■ OBJECTIVE ■
How many lines in the listing below contain the string "sign"? Case counts, so match capital and small letters, and reply with the number alone.

■ RECORDED DATA ■
Start

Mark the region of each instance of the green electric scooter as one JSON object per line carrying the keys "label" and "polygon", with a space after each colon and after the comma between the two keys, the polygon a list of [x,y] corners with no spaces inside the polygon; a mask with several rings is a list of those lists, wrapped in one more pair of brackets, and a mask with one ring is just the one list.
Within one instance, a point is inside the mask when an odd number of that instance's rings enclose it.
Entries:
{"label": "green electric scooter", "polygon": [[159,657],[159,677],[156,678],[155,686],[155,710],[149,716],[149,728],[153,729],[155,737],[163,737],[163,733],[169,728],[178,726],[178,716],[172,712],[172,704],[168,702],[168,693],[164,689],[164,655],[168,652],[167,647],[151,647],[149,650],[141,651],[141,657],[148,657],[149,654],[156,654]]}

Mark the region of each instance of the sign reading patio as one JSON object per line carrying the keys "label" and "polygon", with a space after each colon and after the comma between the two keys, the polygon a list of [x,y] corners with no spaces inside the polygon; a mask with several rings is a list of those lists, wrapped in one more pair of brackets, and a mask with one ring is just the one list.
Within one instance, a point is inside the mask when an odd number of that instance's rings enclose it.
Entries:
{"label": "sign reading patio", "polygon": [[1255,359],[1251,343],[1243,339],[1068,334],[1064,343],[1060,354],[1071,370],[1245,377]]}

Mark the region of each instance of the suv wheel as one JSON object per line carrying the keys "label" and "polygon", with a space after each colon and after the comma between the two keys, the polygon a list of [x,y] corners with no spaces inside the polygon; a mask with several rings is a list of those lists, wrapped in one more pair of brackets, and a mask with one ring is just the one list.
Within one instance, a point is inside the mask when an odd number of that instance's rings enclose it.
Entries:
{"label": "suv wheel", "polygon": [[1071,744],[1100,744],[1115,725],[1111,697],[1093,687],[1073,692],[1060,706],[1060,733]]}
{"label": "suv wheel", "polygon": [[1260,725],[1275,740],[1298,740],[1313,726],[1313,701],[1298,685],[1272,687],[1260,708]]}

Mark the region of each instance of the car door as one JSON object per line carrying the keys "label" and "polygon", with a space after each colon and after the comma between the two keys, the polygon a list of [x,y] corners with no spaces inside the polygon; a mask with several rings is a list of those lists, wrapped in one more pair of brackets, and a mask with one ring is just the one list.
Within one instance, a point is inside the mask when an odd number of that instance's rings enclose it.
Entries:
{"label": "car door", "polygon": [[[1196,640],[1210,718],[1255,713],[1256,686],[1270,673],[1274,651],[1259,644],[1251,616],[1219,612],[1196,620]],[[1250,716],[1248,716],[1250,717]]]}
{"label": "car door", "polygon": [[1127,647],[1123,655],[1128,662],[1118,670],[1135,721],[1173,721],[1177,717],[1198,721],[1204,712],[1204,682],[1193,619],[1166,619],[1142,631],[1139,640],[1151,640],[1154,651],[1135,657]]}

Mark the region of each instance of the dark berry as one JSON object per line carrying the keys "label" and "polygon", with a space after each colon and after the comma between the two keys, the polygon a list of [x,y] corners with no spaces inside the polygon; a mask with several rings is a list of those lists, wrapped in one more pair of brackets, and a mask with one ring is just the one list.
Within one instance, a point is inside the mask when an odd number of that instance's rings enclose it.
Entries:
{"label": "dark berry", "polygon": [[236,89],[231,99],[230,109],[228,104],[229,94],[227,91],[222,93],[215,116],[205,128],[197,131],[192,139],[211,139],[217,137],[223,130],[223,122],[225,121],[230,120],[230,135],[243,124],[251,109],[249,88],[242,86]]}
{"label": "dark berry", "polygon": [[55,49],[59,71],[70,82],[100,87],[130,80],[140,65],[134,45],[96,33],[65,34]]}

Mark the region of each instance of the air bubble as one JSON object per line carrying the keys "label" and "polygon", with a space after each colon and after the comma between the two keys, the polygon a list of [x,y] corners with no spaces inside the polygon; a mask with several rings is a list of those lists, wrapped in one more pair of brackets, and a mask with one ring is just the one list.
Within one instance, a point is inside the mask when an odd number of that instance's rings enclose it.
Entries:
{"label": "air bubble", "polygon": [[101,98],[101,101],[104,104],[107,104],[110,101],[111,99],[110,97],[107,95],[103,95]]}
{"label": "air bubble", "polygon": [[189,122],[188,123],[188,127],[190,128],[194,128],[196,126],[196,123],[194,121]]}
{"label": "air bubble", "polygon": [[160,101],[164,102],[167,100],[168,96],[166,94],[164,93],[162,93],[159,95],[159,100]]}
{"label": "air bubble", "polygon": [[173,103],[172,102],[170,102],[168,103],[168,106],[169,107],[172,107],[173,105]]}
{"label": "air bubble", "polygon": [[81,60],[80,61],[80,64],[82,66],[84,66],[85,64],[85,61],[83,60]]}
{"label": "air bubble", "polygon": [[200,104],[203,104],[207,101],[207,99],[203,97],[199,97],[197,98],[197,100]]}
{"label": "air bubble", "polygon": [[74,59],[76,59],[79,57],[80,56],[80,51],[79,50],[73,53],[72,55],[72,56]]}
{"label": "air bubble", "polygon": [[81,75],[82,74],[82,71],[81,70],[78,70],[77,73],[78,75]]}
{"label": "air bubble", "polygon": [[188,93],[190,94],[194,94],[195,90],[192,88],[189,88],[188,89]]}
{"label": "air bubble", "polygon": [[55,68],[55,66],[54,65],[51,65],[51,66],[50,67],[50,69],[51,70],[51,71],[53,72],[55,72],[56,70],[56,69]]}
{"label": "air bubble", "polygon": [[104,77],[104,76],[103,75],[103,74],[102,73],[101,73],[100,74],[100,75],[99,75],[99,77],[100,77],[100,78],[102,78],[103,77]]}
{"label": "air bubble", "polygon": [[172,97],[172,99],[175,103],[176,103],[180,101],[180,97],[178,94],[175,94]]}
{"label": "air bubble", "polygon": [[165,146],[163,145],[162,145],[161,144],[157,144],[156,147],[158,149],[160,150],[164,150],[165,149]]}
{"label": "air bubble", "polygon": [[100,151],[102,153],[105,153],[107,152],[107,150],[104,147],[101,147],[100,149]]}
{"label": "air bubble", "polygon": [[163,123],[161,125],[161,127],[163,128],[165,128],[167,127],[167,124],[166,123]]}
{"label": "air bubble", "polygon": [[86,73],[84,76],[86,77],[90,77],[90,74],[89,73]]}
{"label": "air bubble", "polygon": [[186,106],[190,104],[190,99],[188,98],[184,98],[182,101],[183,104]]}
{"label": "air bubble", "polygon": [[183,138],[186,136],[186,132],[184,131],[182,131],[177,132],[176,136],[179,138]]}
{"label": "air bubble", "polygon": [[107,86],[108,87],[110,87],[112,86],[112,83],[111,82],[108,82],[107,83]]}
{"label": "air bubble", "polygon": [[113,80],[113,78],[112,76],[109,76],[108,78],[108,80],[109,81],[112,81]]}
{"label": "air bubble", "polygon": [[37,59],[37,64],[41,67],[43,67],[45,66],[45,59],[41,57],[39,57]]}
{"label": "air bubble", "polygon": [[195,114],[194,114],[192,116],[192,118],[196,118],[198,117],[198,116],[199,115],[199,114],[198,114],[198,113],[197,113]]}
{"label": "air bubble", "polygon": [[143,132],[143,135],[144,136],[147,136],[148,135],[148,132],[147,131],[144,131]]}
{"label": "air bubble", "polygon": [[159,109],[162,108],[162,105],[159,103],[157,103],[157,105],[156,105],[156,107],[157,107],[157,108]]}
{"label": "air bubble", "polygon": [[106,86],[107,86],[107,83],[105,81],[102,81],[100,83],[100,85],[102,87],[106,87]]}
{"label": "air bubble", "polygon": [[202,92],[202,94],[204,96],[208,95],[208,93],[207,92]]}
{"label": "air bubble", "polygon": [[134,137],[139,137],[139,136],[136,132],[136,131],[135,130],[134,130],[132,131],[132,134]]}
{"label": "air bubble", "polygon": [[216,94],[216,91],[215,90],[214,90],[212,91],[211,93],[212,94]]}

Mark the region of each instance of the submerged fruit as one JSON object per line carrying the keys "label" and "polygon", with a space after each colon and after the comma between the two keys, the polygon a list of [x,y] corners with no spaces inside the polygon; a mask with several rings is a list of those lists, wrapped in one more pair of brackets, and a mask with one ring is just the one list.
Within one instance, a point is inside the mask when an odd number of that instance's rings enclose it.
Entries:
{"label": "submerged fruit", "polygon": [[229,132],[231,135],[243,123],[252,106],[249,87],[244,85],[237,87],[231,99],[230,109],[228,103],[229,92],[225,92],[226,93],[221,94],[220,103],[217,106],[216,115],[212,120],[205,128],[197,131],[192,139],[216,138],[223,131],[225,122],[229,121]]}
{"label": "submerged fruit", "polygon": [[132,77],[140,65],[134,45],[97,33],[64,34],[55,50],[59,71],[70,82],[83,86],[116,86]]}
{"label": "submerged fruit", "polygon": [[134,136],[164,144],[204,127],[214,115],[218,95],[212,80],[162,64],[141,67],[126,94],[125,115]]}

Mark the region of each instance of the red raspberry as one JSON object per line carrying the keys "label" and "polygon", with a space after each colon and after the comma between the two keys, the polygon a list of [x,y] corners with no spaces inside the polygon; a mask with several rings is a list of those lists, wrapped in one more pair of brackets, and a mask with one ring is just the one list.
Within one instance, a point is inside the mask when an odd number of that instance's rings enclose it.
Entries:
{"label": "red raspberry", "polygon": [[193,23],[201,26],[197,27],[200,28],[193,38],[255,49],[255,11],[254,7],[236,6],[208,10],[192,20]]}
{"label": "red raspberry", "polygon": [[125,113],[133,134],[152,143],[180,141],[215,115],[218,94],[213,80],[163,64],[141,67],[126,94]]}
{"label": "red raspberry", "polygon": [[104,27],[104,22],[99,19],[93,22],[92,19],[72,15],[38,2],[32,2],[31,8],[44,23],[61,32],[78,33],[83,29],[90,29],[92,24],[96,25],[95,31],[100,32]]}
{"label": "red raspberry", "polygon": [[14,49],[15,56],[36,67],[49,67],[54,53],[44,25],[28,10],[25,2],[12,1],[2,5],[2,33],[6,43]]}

End
Start

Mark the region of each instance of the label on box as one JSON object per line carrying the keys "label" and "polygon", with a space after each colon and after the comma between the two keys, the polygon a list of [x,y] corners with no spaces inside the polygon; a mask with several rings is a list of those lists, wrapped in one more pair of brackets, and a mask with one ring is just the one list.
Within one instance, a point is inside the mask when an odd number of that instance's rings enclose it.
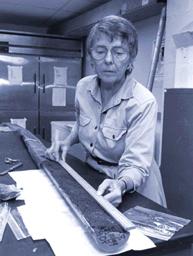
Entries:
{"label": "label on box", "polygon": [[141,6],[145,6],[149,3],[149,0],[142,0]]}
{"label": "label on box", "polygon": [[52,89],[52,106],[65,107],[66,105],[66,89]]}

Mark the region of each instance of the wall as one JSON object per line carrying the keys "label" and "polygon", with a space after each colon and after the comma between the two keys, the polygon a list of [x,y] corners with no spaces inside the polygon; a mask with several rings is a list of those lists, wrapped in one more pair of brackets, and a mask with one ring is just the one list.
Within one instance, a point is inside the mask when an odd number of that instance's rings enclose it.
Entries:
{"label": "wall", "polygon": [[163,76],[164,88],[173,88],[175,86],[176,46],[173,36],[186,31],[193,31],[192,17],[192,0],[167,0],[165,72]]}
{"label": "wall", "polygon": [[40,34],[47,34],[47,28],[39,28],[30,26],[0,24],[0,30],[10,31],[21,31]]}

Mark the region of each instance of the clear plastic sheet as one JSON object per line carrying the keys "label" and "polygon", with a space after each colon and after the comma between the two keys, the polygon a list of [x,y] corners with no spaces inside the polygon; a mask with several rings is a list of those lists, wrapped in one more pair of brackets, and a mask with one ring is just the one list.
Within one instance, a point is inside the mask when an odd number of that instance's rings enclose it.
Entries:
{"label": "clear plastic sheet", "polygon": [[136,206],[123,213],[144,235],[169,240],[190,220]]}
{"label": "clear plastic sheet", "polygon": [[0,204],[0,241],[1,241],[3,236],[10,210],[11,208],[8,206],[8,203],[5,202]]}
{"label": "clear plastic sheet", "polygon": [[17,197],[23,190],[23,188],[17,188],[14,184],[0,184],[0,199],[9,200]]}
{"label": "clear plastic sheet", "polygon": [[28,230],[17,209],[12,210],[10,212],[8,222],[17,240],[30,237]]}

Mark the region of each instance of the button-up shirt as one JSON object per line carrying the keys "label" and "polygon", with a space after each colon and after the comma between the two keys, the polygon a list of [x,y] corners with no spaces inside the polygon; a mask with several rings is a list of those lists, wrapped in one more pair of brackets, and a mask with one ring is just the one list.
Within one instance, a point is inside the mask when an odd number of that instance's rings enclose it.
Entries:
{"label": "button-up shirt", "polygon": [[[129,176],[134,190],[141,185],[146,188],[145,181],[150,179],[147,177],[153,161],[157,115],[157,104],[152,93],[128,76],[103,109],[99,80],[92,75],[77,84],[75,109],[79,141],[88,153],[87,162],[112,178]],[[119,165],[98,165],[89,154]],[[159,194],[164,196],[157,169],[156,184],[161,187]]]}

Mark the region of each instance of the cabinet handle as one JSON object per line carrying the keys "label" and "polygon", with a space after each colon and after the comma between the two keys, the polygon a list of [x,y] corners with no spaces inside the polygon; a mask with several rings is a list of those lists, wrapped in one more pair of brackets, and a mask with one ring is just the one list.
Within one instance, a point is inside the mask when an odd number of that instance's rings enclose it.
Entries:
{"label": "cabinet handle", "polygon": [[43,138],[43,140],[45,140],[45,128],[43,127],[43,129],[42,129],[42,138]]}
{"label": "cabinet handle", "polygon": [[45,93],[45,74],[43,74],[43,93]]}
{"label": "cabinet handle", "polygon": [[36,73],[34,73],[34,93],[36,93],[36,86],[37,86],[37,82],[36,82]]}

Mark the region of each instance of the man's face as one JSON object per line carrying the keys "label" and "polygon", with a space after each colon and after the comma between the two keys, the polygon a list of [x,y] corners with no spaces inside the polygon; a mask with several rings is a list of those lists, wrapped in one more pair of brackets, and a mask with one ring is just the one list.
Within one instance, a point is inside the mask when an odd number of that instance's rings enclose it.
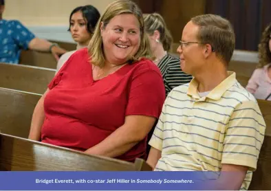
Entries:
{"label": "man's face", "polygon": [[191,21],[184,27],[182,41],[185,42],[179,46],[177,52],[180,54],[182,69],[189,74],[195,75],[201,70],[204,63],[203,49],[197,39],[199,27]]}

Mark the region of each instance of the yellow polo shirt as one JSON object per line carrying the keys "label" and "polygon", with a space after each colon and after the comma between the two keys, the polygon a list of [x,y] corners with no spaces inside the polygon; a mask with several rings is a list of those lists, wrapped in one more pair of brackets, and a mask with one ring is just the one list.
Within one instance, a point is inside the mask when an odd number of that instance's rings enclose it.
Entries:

End
Start

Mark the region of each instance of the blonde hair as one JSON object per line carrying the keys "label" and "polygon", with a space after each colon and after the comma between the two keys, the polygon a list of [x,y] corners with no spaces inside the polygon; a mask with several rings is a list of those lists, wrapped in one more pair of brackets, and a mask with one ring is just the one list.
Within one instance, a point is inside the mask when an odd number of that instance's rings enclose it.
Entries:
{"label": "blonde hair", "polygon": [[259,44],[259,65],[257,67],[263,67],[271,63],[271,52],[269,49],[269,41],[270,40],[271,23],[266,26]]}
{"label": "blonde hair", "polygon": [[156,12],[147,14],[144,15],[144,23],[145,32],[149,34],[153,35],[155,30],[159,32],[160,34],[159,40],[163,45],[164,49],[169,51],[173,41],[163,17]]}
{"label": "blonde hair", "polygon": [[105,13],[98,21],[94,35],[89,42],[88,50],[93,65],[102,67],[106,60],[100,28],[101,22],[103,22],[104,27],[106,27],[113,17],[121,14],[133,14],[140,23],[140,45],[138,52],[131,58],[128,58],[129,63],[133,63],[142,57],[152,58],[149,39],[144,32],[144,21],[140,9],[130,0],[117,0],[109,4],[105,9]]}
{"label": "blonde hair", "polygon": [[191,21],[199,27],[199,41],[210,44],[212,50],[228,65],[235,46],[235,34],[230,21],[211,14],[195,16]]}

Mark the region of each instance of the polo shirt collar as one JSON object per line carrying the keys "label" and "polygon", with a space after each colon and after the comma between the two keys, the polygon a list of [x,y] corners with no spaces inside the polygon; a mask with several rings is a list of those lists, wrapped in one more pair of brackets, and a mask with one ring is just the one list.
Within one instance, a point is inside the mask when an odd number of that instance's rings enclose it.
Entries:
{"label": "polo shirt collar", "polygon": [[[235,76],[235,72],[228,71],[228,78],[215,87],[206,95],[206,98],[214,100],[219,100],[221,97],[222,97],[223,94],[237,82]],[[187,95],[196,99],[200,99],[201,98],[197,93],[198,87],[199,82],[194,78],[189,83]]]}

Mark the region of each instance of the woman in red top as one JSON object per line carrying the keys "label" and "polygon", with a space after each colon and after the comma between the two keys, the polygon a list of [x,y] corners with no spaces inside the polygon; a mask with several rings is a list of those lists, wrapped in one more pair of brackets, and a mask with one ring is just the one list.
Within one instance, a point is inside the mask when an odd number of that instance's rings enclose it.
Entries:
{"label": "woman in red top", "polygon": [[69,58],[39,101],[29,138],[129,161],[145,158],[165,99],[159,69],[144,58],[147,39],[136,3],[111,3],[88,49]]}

End

■ TASK RESPONSE ■
2